Work request 1 — Copy the passage of the blog post about starting PA school between "Upon erasing my" and "It is exciting!", inclusive.
Work request 2 — List every kind of free food or drink that the blog post about starting PA school says students may get.
Work request 3 — Extend the blog post about starting PA school past its final sentence, keeping its voice and its numbered-list format.

Source passage —
☆ ☆ ☆ ☆ ☆ ☆ ☆
From Scribe To Student
And just like that its June.
One month of PA school is DONE.
How has it already been one month since I started on this journey!? Im so blessed to have the opportunity to become apart of such an amazing profession and ultimately outstanding group of humans... Its honestly a dream.
Upon erasing my whiteboard calendar to change the month, flipping my planners onto the next spreadsheet, and holding back from crying when I saw my exam schedule for this month (but FOR REAL), I thought it might be fun to recap what it was like to take on this transition from Scribe to Student.
Here are my top 5 things I learned about leaving the working world behind and becoming a full time PA-S:
1. It is exciting!
Starting on your journey to PA school is quite literally the biggest commitment you've made thus far and its nerve racking, but it should also be exciting! Your first week of school everyone in your class is eager to get to know each other, make a friend or two (or 39), and make bonds that will last. If making 39 new friends (or however many people are in your program) and getting one giant step closer to being a PA isn't exciting... then I don't know what is!
2. FREE Food
Yes, FREE. There will be free lunch, free snacks, free cookies, and if you're lucky... free coffee. It might be the first week of school but its also the first week of lessons and long days in lecture halls, so free food and free coffee are a huge win! Take advantage of all the free goodies. All that time and energy you would have spent packing your lunch can be used to can focus on making the smoothest transition possible.
☆ ☆ ☆ ☆ ☆ ☆ ☆
Records —
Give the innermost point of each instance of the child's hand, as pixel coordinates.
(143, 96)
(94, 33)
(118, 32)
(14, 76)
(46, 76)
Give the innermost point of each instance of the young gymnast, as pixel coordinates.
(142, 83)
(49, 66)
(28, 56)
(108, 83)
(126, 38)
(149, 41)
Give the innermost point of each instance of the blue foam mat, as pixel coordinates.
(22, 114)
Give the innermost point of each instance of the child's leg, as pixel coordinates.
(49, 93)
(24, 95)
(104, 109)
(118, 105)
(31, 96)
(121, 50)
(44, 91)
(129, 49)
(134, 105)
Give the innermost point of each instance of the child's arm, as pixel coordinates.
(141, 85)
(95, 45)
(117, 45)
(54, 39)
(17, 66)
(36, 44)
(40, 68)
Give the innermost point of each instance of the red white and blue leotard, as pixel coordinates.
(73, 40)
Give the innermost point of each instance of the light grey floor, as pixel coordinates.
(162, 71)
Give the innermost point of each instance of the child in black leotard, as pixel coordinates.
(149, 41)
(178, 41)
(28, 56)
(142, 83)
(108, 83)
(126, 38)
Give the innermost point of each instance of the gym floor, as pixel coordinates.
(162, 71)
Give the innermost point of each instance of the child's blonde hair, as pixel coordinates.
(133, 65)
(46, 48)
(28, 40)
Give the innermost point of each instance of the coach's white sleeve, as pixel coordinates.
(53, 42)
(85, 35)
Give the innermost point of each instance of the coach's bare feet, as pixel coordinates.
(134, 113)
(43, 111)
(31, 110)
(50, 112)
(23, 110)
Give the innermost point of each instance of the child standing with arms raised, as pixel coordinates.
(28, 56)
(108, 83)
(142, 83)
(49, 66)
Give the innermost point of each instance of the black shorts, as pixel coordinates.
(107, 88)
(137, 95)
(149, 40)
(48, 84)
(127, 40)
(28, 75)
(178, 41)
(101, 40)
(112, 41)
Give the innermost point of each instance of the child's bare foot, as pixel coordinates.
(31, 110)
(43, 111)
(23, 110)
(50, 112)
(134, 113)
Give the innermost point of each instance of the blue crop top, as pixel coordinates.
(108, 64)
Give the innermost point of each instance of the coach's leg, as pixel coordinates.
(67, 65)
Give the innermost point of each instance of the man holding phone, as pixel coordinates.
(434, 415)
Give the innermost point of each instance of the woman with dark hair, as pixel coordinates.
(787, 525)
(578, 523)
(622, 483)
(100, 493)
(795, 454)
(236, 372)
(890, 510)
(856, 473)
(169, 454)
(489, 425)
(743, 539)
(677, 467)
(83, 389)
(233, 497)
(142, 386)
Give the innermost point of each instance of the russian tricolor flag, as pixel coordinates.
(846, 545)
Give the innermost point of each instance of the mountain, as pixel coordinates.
☆ ☆ ☆ ☆ ☆ ☆ ☆
Result 1 —
Upon erasing my whiteboard calendar to change the month, flipping my planners onto the next spreadsheet, and holding back from crying when I saw my exam schedule for this month (but FOR REAL), I thought it might be fun to recap what it was like to take on this transition from Scribe to Student.
Here are my top 5 things I learned about leaving the working world behind and becoming a full time PA-S:
1. It is exciting!

Result 2 —
- Lunch
- Snacks
- Cookies
- Coffee

Result 3 —
3. It costs $$$
Yup, its true. If living expenses and bills weren't already expensive for you, school is about to take your wallet and make a run for it. We all anticipate the fact that we need to pay for tuition and textbooks but we often forget some of the most important expenses (that make the biggest difference) during that first month:
- ID cards: can't get in to buildings without these
- Color pens and highlighters: you may think you don't need these but just wait till your first exam, TRUST ME
- Review books: sometime more helpful than textbooks
- Online subscriptions for studying: like SmartyPance or MedGeeks
- New clothing: so you can be professional and feeling your best
- Medical equipment: if you don't have a stethoscope... what on earth will you wear around that new fancy white coat you're about to get?
4. Scope out all the water fountains and microwaves
This is no joke. This was the first thing I asked about and thank goodness for that or I would have wasted my lunch periods for the first month looking for the best microwave and waiting in the longest lines. As a student you are immediately poor, and therefore should pack your lunch instead of spending every dollar of your loans. Trust me when I tell you that knowing where the microwaves are, and which ones are the cleanest, will make packing your lunch 100% more enjoyable. Oh and DRINK WATER. There is nothing worse than getting a dehydrated headache and trying to sit though brand new material.
5. You are smart and you don't need to compare yourself to others
This is SUPER DUPER important. I even asked some of my classmates what they thought was the best advice for transitioning to school was and quite a few of them hit on this point. YOU were accepted. YOU completed all the same prereqs as others. YOU did your clinical hours. And YOU have something to offer that others don't. Some people might be strong in cardiology, others in neurology, or maybe someone is super strong at documentation and physical exams. Regardless, you have your own strengths are everyone is going to receive the same education and become awesome PA-Cs. No need to freak if you don't know all the bones and your class mate does... YOU GOT THIS!!
Thats all for now!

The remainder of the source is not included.